- Opening Delimiter -

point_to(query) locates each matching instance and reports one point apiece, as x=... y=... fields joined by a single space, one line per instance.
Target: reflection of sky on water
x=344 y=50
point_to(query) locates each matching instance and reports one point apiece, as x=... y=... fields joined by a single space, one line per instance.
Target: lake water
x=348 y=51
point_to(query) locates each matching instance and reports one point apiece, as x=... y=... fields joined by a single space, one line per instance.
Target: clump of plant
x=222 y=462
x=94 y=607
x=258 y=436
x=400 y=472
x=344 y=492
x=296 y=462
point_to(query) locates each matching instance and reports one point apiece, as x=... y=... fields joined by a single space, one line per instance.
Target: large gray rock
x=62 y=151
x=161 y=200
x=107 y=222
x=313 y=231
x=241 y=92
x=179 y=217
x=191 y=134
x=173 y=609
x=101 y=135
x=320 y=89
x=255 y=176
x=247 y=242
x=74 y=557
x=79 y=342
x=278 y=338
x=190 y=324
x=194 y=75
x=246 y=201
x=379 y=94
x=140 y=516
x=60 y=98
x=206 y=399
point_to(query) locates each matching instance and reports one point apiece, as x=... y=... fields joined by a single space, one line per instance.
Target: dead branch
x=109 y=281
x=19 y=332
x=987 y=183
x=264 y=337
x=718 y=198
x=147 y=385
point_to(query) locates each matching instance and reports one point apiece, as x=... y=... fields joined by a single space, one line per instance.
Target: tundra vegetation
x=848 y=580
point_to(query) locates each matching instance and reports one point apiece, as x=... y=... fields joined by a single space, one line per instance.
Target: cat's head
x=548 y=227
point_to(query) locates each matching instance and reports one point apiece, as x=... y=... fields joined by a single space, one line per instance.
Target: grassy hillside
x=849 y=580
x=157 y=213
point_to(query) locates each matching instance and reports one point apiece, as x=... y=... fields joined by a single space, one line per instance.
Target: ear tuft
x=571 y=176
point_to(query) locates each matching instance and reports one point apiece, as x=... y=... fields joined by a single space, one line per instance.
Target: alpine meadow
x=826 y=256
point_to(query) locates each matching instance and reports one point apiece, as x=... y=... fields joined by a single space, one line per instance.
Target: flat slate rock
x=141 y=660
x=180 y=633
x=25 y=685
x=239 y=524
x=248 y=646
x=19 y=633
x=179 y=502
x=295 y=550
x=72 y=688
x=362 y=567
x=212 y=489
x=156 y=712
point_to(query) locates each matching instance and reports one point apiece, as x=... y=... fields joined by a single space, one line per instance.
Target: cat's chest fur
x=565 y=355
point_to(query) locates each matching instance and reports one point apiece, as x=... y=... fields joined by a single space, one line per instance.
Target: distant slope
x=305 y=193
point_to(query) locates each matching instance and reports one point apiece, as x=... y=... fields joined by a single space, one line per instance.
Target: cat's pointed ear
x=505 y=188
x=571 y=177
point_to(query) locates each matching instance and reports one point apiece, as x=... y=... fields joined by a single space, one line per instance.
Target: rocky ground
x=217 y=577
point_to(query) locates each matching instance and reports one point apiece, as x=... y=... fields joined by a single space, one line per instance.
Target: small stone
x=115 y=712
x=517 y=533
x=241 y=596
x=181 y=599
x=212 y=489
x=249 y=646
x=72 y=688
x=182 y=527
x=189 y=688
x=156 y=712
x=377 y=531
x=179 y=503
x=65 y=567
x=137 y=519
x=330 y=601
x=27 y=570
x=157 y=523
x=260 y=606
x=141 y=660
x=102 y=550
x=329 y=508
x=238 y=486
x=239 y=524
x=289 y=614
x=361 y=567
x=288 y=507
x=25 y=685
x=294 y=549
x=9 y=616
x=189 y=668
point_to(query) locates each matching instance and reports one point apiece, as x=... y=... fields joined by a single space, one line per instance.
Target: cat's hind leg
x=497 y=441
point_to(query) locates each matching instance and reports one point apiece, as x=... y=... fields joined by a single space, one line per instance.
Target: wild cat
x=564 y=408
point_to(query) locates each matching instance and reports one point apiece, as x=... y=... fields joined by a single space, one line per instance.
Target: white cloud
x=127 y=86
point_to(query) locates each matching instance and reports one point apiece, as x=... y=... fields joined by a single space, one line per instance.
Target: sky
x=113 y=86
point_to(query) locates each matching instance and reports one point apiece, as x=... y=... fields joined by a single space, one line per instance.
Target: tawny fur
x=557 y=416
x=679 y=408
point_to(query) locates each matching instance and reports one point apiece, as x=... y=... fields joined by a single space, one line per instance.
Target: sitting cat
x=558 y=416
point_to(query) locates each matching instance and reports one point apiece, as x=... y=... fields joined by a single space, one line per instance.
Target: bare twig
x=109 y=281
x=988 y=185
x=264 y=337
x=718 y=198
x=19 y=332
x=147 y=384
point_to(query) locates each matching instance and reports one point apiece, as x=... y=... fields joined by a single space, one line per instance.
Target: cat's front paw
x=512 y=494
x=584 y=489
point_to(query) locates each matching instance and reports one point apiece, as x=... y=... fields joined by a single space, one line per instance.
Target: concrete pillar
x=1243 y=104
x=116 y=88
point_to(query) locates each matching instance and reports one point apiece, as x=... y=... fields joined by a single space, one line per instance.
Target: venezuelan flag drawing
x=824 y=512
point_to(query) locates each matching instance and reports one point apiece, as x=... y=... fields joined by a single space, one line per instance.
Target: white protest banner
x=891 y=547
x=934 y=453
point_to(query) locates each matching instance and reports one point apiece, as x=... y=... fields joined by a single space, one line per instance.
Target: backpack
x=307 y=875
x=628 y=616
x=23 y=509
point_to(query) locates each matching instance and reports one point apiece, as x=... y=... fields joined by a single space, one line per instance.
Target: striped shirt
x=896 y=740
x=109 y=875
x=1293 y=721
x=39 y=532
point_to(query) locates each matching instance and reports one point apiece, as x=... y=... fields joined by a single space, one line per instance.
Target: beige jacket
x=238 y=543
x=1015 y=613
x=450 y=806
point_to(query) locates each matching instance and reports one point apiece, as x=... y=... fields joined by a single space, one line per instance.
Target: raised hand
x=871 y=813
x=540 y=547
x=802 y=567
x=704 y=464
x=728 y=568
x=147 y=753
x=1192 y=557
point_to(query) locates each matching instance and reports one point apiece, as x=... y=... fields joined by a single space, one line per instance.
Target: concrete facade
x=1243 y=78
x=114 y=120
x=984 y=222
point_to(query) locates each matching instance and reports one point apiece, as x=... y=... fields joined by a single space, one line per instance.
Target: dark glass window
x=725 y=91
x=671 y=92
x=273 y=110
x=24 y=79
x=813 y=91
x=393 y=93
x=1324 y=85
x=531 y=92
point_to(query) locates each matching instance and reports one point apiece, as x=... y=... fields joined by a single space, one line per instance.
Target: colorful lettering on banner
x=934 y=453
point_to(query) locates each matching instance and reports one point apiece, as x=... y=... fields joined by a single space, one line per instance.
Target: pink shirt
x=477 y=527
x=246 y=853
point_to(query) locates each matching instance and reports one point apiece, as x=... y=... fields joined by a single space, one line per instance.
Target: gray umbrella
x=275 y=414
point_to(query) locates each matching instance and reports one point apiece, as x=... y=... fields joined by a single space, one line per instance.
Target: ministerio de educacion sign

- Closing Delimiter -

§ **What is required**:
Please return all of the records exactly.

§ **Solved problem**:
point_to(query) locates each matching instance and reports one point apiece, as x=... y=... fields joined by a single space, one line per instance.
Target: reflection of sky on water
x=344 y=50
point_to(query) locates each matching instance and reports one point apiece, as x=... y=... fields joined by a single space, one line per instance.
Target: lake water
x=348 y=51
point_to(query) locates each matching instance and reports one point apiece, as x=... y=... fields joined by a single space, one line per instance.
Target: clump of plant
x=222 y=462
x=94 y=607
x=258 y=436
x=400 y=472
x=344 y=492
x=296 y=462
point_to(query) locates each matching instance and reports one point apiece, as x=... y=... fields joined by a single space, one line per instance.
Target: large gray rock
x=62 y=151
x=161 y=200
x=107 y=222
x=313 y=231
x=241 y=92
x=179 y=217
x=191 y=134
x=173 y=609
x=101 y=135
x=320 y=89
x=255 y=176
x=247 y=242
x=74 y=557
x=79 y=342
x=278 y=338
x=190 y=324
x=194 y=75
x=246 y=201
x=379 y=94
x=140 y=516
x=60 y=98
x=206 y=399
point_to(query) locates each matching instance and reports one point apiece, as x=... y=... fields joined by a single space, one line per instance.
Target: dead branch
x=109 y=281
x=19 y=332
x=987 y=183
x=264 y=337
x=718 y=198
x=147 y=385
point_to(query) locates each matching instance and reports one point apiece, as x=... y=... fields joined by a single space, one line per instance.
Target: tundra vegetation
x=848 y=580
point_to(query) locates each matching instance and reports one point apiece, as x=... y=... fields joined by a single space, one line per instance.
Target: cat's head
x=548 y=227
point_to(query) locates each matching instance and reports one point apiece, as x=... y=... fields joined by a single space, one line per instance.
Target: grassy hillside
x=849 y=580
x=157 y=213
point_to(query) locates each matching instance and reports one point apiece, as x=... y=... fields joined by a single space, one line per instance.
Target: ear tuft
x=571 y=176
point_to(query) locates each matching instance and reports one point apiece, as x=... y=... fields joined by a single space, one line per instance.
Target: alpine meadow
x=826 y=256
point_to(query) locates each matching instance and reports one point apiece, as x=... y=... fields joined by a single space, one line per instance.
Target: flat slate rock
x=141 y=660
x=180 y=633
x=25 y=685
x=239 y=524
x=248 y=646
x=19 y=633
x=179 y=502
x=295 y=550
x=72 y=688
x=362 y=567
x=212 y=489
x=156 y=712
point_to(query) locates each matching instance and reports one point apiece, as x=... y=... fields joined by a single space, one line per instance.
Target: cat's chest fur
x=565 y=355
point_to(query) locates each matching instance and reports one point apiece, as x=... y=... fields joined by a single space, one line per instance.
Target: distant slope
x=305 y=193
point_to(query) locates each matching instance and reports one point apiece, as x=... y=... fields joined by a single space, one line per instance.
Target: cat's pointed ear
x=505 y=188
x=571 y=177
point_to(query) locates each matching instance and reports one point apiece, as x=... y=... fields joined by a single space, one line per instance.
Target: rocky ground
x=217 y=577
point_to(query) locates each matching instance and reports one point apiece, as x=... y=... fields joined by a single space, one line per instance.
Target: small stone
x=115 y=712
x=517 y=533
x=241 y=596
x=181 y=599
x=212 y=489
x=249 y=646
x=72 y=688
x=182 y=527
x=189 y=688
x=156 y=712
x=377 y=531
x=179 y=503
x=65 y=567
x=137 y=519
x=330 y=601
x=27 y=570
x=157 y=523
x=260 y=606
x=141 y=660
x=102 y=550
x=329 y=508
x=238 y=486
x=239 y=524
x=289 y=614
x=361 y=567
x=288 y=507
x=25 y=685
x=294 y=549
x=9 y=616
x=189 y=668
point_to(query) locates each matching instance and reports one point apiece, as x=... y=... fields joined by a single space, one line per instance.
Target: cat's hind leg
x=497 y=441
point_to(query) locates each matching instance and reports one point apiece, as x=... y=... fields joined by a single space, one line per instance.
Target: wild cat
x=564 y=408
point_to(query) locates each matching instance and reports one point apiece, as x=... y=... fields joined by a single space, one line per instance.
Target: white cloud
x=127 y=86
point_to(query) locates each matching instance and reports one point apiece, as x=... y=... fields joined by a single space, one line per instance.
Target: sky
x=113 y=86
point_to(query) locates each matching instance and reports one point apiece, as x=... y=... fields joined by a single space, one line per instance.
Target: tawny fur
x=557 y=416
x=679 y=408
point_to(query) locates each matching instance and reports one point apiece, as x=... y=... fields joined by a single space, one line per instance.
Target: sitting cat
x=558 y=416
point_to(query) locates each matching instance and reports one point apiece, as x=... y=... fields joined by a single space, one line per instance.
Target: bare twig
x=109 y=281
x=988 y=185
x=264 y=337
x=718 y=198
x=19 y=332
x=147 y=384
point_to(query) locates each matching instance and reports one point apiece, as x=... y=... fields joined by a single space, one line per instance.
Target: cat's front paw
x=512 y=494
x=584 y=489
point_to(query) locates each matching instance and reports one point apiece, as x=... y=... fields joined by a single space, one line per instance.
Target: concrete pillar
x=1243 y=104
x=116 y=88
point_to(query) locates each matching instance and reports one point apiece, as x=... y=... fields joined by a single space, one line per instance.
Target: venezuelan flag drawing
x=824 y=512
point_to(query) locates each matching instance and reports one point apiece, as x=... y=... fields joined by a single space, one line per instance.
Target: white protest banner
x=891 y=547
x=934 y=453
point_to(query) locates each matching instance and reports one point apiece, as x=... y=... fields joined by a single space, one line per instance.
Target: backpack
x=307 y=875
x=628 y=616
x=23 y=509
point_to(query) locates each matching instance and reports one point apiece, as x=... y=... fields joined by a single space, one line per instance.
Target: striped shirt
x=896 y=740
x=109 y=875
x=1293 y=721
x=39 y=532
point_to(query) locates each matching instance and reports one point apiece, as x=... y=... fields joined by a single space, one line per instance.
Target: beige jacket
x=238 y=543
x=1015 y=613
x=450 y=806
point_to(query) locates each matching instance and reports one point apiece, as x=... y=... fields joined by a single space, one line per instance.
Target: raised hand
x=871 y=813
x=540 y=547
x=802 y=567
x=704 y=464
x=728 y=568
x=147 y=753
x=1192 y=557
point_to(query) locates each matching instance and reports one point apiece, as x=... y=... fields joined by a single space, one line per instance.
Target: concrete facade
x=1243 y=78
x=114 y=120
x=984 y=222
point_to(query) locates each matching instance and reports one point apiece, as x=... y=... fields joined by a single space, one line per instance.
Target: dark glass window
x=725 y=91
x=671 y=92
x=273 y=110
x=24 y=79
x=813 y=91
x=393 y=93
x=1324 y=85
x=531 y=92
point_to(query) locates each matching instance and reports one point apiece, as x=... y=... fields joined by a single space, one line per instance.
Target: colorful lettering on banner
x=934 y=453
point_to(query) locates each matching instance and reports one point apiece, as x=... y=... fields joined by a single space, one line per instance.
Target: pink shirt
x=477 y=527
x=246 y=853
point_to(query) locates each matching instance and reports one point apiece, as x=... y=... fields joined by a single space, one line per instance.
Target: gray umbrella
x=275 y=414
point_to(query) locates each matching instance and reports one point apiece, as x=... y=... fields joined by a single space, one line per instance.
Target: ministerio de educacion sign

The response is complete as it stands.